ABOUT THIS TASK: Word for word, copy every line of the data.

SUPPLIED DATA:
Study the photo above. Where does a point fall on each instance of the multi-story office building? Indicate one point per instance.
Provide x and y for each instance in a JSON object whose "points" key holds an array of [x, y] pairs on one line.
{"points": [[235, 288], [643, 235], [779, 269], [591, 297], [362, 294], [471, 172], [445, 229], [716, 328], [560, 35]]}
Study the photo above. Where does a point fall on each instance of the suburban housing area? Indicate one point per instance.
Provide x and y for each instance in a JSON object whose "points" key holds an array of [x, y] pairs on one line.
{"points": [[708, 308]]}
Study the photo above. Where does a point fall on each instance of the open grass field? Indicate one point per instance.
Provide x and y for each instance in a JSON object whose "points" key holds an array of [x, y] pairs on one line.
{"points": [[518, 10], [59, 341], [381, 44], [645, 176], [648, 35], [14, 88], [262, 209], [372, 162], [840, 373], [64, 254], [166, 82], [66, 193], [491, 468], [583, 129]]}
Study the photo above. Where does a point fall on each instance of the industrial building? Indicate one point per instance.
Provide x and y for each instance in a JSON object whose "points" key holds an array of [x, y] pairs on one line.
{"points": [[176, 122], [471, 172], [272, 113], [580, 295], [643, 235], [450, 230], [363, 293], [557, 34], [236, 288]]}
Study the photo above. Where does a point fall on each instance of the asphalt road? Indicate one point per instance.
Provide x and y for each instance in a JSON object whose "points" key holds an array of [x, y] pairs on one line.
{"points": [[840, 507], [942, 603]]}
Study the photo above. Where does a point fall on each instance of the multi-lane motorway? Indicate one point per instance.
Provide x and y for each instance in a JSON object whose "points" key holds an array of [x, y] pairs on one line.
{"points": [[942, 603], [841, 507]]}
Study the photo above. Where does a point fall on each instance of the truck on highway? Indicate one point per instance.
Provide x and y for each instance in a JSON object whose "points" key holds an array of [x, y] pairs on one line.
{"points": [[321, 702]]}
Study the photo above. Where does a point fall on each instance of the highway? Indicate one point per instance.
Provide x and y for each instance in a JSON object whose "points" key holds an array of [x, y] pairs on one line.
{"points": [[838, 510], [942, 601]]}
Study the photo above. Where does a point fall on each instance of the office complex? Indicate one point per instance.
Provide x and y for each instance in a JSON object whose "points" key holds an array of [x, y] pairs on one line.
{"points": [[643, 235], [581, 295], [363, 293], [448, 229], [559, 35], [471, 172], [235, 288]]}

EXPECTED ANSWER:
Study the photo above. Where does a point fall on each instance of the multi-story office building? Indicate one point per instance.
Provide x and y for each instance in a JSON object whose "points" key holds an array of [x, y] pairs on one line.
{"points": [[235, 288], [643, 235], [779, 269], [591, 297], [362, 294], [471, 172], [445, 229], [716, 328], [560, 35]]}
Study the photo above. Where does a point fall on each instance of the suburban housing area? Indicate one point per instance.
Provide x and y for each instance in a JSON object whose "points" key holds an array of [x, y] pairs on one line.
{"points": [[708, 308]]}
Study the photo above. Where does a point fall on each instance of the open grass field? Indicate one point per instance.
Provide x and y for each instance in a JSON object whose "points" key holds an array of [x, y] pairs on one line.
{"points": [[518, 10], [59, 341], [381, 44], [645, 176], [648, 35], [14, 88], [262, 209], [372, 162], [840, 373], [64, 254], [166, 82], [66, 193], [491, 468], [583, 129]]}
Study the photo above. Where does a point fall on each instance of the industrial building? Indicate one point per instance.
Provide x and y for each instance in a JSON object whose "points" key holds an array of [x, y] pairs on one line.
{"points": [[176, 122], [471, 172], [272, 113], [580, 295], [643, 235], [450, 230], [363, 293], [557, 34], [236, 288]]}
Study the photo above. Where does a point fall on each instance of the asphalt road? Indicate one point per instance.
Provide x and y for each instance in a JSON object whose "points" key holds an array of [x, y] pairs on one line.
{"points": [[840, 507], [942, 603]]}
Study the photo above. Where does a point fall on each instance of the multi-lane motorway? Indicate one point per instance.
Provide x and y for each instance in a JSON object whose "points" key holds an array of [x, y] pairs on one line.
{"points": [[942, 603], [841, 507]]}
Study the photo above. Where does a point fall on each instance of the truck on highway? Indicate one point per instance.
Provide x and y for each instance in a JSON object whose "points" key holds an array of [x, y] pairs on one line.
{"points": [[321, 702]]}
Study the photo above. Where does a point fall on each instance of the highway? Indicate one point per instance.
Provide x and y for each instance in a JSON object whose "points" key holds an array of [x, y] pairs on one line.
{"points": [[838, 510], [942, 601]]}
Study the photo above. Where does a point fall on each instance of the office complex? Indicate one point per instance.
Provide x and y for each instance in a JSON object whose "points" key holds an array of [x, y] pairs on one line.
{"points": [[643, 235], [581, 295], [363, 293], [448, 229], [559, 35], [471, 172], [235, 288]]}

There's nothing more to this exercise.